YOUR OBJECTIVE » Your answer must be the records, copied with no change.

Region pointing data

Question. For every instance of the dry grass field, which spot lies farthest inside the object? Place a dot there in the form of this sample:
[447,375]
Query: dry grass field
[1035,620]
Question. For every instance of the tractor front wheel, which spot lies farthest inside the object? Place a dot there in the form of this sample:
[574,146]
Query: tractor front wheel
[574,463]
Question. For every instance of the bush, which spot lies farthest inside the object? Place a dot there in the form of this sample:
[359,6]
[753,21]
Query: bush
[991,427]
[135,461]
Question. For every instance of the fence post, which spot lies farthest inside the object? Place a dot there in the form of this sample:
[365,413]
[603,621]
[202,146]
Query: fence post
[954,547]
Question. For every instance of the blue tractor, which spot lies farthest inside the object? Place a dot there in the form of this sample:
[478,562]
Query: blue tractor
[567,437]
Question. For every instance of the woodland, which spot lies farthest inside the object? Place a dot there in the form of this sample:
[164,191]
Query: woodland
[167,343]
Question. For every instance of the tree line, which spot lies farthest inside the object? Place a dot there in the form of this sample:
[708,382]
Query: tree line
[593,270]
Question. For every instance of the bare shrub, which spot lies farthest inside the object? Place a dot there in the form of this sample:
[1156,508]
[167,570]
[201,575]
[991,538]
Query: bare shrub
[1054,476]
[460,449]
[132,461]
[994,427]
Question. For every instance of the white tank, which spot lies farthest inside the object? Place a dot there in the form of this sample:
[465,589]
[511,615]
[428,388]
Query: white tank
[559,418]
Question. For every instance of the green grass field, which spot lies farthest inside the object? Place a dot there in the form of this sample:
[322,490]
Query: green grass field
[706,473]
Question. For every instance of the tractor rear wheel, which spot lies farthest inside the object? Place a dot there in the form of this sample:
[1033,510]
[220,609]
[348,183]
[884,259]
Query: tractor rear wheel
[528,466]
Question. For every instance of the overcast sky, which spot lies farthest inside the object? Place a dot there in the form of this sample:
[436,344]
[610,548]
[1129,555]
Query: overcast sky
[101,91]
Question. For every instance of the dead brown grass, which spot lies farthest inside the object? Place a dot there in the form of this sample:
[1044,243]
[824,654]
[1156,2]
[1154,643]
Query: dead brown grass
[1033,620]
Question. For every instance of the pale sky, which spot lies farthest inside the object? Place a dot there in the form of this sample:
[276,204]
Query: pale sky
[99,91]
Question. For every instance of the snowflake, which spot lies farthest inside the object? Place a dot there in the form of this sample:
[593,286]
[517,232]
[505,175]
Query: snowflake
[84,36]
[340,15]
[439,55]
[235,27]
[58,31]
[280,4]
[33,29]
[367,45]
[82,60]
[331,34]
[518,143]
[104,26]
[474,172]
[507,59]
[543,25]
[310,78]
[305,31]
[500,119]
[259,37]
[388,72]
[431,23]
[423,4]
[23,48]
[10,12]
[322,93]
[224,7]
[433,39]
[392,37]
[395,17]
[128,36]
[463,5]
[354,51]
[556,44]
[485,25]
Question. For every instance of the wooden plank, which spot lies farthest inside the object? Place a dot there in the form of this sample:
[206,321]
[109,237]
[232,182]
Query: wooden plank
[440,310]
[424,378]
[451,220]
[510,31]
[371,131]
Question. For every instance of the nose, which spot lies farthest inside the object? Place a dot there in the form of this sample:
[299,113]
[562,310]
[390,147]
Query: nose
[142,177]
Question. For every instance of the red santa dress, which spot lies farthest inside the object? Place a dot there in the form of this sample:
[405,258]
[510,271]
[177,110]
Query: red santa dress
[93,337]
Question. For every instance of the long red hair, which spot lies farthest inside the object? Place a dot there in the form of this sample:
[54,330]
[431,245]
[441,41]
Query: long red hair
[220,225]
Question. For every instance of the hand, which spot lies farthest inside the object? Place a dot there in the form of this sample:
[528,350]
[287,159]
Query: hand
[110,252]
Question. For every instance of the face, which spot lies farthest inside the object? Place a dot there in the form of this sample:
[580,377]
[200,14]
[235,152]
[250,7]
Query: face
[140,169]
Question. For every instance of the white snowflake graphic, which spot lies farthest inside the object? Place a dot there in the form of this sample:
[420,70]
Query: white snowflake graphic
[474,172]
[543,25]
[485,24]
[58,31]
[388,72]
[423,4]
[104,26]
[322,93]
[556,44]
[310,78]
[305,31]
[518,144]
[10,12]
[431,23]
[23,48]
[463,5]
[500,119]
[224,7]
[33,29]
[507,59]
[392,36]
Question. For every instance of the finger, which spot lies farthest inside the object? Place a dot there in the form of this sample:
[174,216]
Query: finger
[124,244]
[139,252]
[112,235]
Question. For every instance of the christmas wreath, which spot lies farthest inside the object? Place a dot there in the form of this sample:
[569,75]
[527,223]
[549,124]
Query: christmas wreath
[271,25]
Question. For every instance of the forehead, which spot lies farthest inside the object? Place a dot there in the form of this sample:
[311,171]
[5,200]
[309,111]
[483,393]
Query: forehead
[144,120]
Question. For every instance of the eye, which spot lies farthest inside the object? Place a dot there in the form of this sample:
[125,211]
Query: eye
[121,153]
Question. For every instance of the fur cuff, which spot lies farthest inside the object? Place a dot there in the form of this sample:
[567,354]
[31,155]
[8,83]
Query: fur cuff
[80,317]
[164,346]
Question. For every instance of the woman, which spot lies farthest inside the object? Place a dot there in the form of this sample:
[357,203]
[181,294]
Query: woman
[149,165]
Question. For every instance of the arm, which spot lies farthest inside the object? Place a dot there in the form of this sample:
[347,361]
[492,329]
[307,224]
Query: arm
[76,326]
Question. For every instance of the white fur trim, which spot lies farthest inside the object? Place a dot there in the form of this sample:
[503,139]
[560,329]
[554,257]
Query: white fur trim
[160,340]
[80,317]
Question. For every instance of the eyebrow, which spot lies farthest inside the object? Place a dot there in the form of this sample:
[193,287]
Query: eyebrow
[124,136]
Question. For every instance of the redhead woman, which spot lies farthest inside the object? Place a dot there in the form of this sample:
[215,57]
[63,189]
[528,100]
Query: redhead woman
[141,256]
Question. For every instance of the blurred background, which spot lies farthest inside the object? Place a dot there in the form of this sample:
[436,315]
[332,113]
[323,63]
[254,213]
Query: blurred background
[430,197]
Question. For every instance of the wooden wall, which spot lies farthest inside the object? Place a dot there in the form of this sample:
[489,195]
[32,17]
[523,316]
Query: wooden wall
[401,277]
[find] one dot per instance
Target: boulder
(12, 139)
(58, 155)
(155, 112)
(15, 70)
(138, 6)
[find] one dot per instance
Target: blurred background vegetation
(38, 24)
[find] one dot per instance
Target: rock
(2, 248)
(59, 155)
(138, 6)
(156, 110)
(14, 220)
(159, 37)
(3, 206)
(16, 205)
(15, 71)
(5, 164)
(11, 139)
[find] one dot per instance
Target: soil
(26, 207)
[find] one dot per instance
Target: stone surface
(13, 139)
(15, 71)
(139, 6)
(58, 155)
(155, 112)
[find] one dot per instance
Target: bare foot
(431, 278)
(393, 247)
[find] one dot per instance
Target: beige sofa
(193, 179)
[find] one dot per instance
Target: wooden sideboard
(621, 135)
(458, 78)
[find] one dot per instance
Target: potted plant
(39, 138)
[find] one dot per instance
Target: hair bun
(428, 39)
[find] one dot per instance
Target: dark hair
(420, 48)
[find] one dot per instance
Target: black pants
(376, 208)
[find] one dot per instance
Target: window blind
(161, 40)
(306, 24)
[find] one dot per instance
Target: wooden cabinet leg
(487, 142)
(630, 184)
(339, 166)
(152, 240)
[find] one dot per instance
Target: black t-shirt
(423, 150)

RESPONSE »
Question. For every instance of the dry grass field, which spot lies farthest inside the object? Place a dot there in the form of this sample:
[447,375]
Query: dry grass field
[1035,620]
Question. For every instance of the tractor front wheel, which spot lies farthest inside the object? Place a dot there in the form of this sample:
[574,146]
Query: tractor front wheel
[574,463]
Question. For every instance of the bush, which spot lies farthest inside the object? Place a dot there in the form of this sample:
[359,6]
[753,21]
Query: bush
[991,427]
[135,461]
Question. For every instance of the fence post, which spot lies farthest inside the object? Place a dot there in the form of this sample:
[365,413]
[603,621]
[202,146]
Query: fence post
[954,547]
Question. For every instance of the blue tractor, which spot lies farthest inside the object? Place a dot there in the form of this sample:
[478,562]
Query: blue tractor
[567,437]
Question. For every instance of the woodland, which spot lies farthest inside the object? Place a dot there in the form of this sample:
[164,191]
Query: woodland
[167,343]
Question. For every instance of the tree line, which spot lies farthest inside the object? Place a dot there in the form of this sample:
[708,382]
Query: tree line
[593,270]
Question. For every instance of the bare shrub, which spot lies farthest inside the object? Place a dot there in the form of this sample:
[1156,508]
[167,570]
[201,575]
[991,538]
Query: bare shrub
[1054,476]
[460,449]
[132,461]
[994,427]
Question. For every instance of the white tank, which spot lies farthest inside the object? Place a dot there in the form of this sample:
[465,589]
[511,615]
[428,388]
Query: white tank
[559,418]
Question. For every instance of the green grass field, which spot lies farthest inside the object? Place a dot there in the form of this sample:
[322,490]
Query: green grass field
[706,473]
Question. For every instance of the tractor rear wheel, which spot lies farthest inside the object? Place a dot there in the form of this sample:
[1033,510]
[220,609]
[348,183]
[884,259]
Query: tractor rear wheel
[528,466]
Question. For every instance of the overcast sky, which spot lies farthest inside the object? Place a dot there in the form of this sample:
[436,344]
[610,548]
[1129,555]
Query: overcast sky
[101,91]
Question. For every instance of the dead brown grass, which spot lies farthest inside the object? Place a dot there in the form of this sample:
[1044,243]
[824,654]
[1156,2]
[1154,643]
Query: dead brown grass
[1033,620]
Question. For every instance of the pale sky, which spot lies farthest inside the object? Place a dot there in the form of this sample:
[276,204]
Query: pale sky
[99,91]
Question. For every instance of the snowflake, which spot lies farthest inside the object? Place a dot there in the form of this sample:
[593,286]
[517,232]
[505,175]
Query: snowflake
[84,36]
[340,15]
[439,55]
[235,27]
[58,31]
[280,4]
[33,29]
[367,45]
[82,60]
[331,34]
[518,143]
[104,26]
[474,172]
[507,59]
[543,25]
[310,78]
[305,31]
[500,119]
[259,37]
[388,72]
[431,23]
[423,4]
[23,48]
[10,12]
[322,93]
[224,7]
[433,39]
[392,37]
[395,17]
[128,36]
[463,5]
[354,51]
[556,44]
[485,25]
Question. For every instance of the wooden plank, which spot lies farthest inside the object? Place a dot there in the form of this sample:
[206,321]
[109,237]
[232,182]
Query: wooden plank
[440,310]
[424,378]
[451,220]
[510,31]
[371,131]
Question. For every instance of the nose, which spot lies farthest inside the object? Place a dot there in the form of this sample:
[299,113]
[562,310]
[390,147]
Query: nose
[142,177]
Question. For every instance of the red santa dress, which spot lies farthest inside the object? Place a dot there in the form of this sample:
[405,258]
[510,271]
[177,110]
Query: red santa dress
[93,337]
Question. For every instance of the long red hair, which spot lies farthest inside the object? Place a dot there in the form of this sample:
[54,330]
[431,245]
[441,41]
Query: long red hair
[220,225]
Question. For every instance of the hand, which spot lies farthest inside the object? Place a dot there in the form of this sample:
[528,350]
[287,159]
Query: hand
[110,252]
Question. For every instance of the face, which spot lies farthest inside the object? Place a dot there in the form of this sample:
[580,377]
[200,14]
[235,152]
[250,7]
Query: face
[140,169]
Question. For every instance of the white snowflake graphic, which spot lies farthest inside the object? Place a dot there in the form of this sample:
[420,70]
Query: white snowflake graphic
[474,172]
[543,25]
[485,24]
[58,31]
[388,72]
[423,4]
[104,26]
[322,93]
[556,44]
[310,78]
[305,31]
[518,144]
[10,12]
[431,23]
[23,48]
[463,5]
[500,119]
[224,7]
[33,29]
[507,59]
[392,36]
Question. For every instance of the finger, which spot lies farthest inside the object? Place a dot there in the form of this sample:
[174,216]
Query: finger
[124,244]
[139,252]
[112,235]
Question. For every instance of the christmas wreath, which spot lies farthest inside the object? Place a dot there in the form of this sample:
[569,75]
[527,223]
[549,124]
Query: christmas wreath
[271,25]
Question. For every instance of the forehead, which spot lies farthest inside the object? Place a dot there in the form of this sample:
[311,171]
[5,200]
[309,111]
[483,393]
Query: forehead
[144,120]
Question. For every instance of the eye, which spot lies farthest inside the object? Place a dot there in the form of this sample:
[125,211]
Query: eye
[121,153]
Question. For every instance of the fur cuff, which spot lies farthest inside the object? Place a dot there in the form of this sample:
[567,354]
[31,155]
[8,83]
Query: fur cuff
[80,317]
[164,346]
Question. For every instance of the woman, which spot lies farthest inside the object? Place a dot there in the form of this sample:
[357,203]
[181,294]
Query: woman
[149,165]
Question. For every instance of the arm, which spot lies farthest inside the object? Place a dot there in the form of this sample:
[347,361]
[492,329]
[307,224]
Query: arm
[76,326]
Question. For every instance of the white fur trim, which spot lies farthest inside the object? Place a dot there in the form of this sample:
[503,139]
[560,329]
[554,257]
Query: white fur trim
[160,340]
[80,317]
Question. For every instance of the eyebrow, which spot lies farthest inside the object? Place a dot there in the form of this sample:
[193,287]
Query: eyebrow
[124,136]
Question. For every instance of the redhead woman, which spot lies farthest inside the object? Place a dot there in the form of this sample:
[215,57]
[63,189]
[528,100]
Query: redhead woman
[141,256]
Question. For every instance of the blurred background, which spot lies farthest inside the object? Place a dot there in the form of this sample:
[436,315]
[332,113]
[323,63]
[254,213]
Query: blurred background
[430,197]
Question. For every instance of the wooden wall, which spot lies farthest inside the object? Place a dot there in the form of this sample:
[489,195]
[32,17]
[523,316]
Query: wooden wall
[401,277]
[find] one dot per instance
Target: boulder
(12, 139)
(58, 155)
(155, 112)
(15, 70)
(138, 6)
[find] one dot per instance
Target: blurred background vegetation
(38, 24)
[find] one dot per instance
Target: rock
(2, 248)
(59, 155)
(138, 6)
(156, 110)
(14, 220)
(159, 37)
(3, 206)
(16, 205)
(15, 71)
(5, 164)
(11, 139)
[find] one dot per instance
Target: soil
(26, 207)
[find] one dot per instance
Target: stone surface
(13, 139)
(15, 71)
(139, 6)
(58, 155)
(155, 112)
[find] one dot per instance
Target: bare foot
(431, 278)
(393, 247)
[find] one dot per instance
Target: beige sofa
(193, 179)
[find] one dot per instance
Target: wooden sideboard
(621, 135)
(458, 78)
[find] one dot per instance
Target: potted plant
(39, 138)
[find] one dot per instance
Target: hair bun
(428, 39)
[find] one dot per instance
Target: dark hair
(420, 48)
[find] one dot per instance
Target: black pants
(376, 208)
[find] one dot per instance
Target: window blind
(161, 40)
(306, 24)
[find] one dot per instance
Target: wooden cabinet leg
(487, 142)
(630, 184)
(339, 166)
(152, 240)
[find] one dot per instance
Target: black t-shirt
(423, 150)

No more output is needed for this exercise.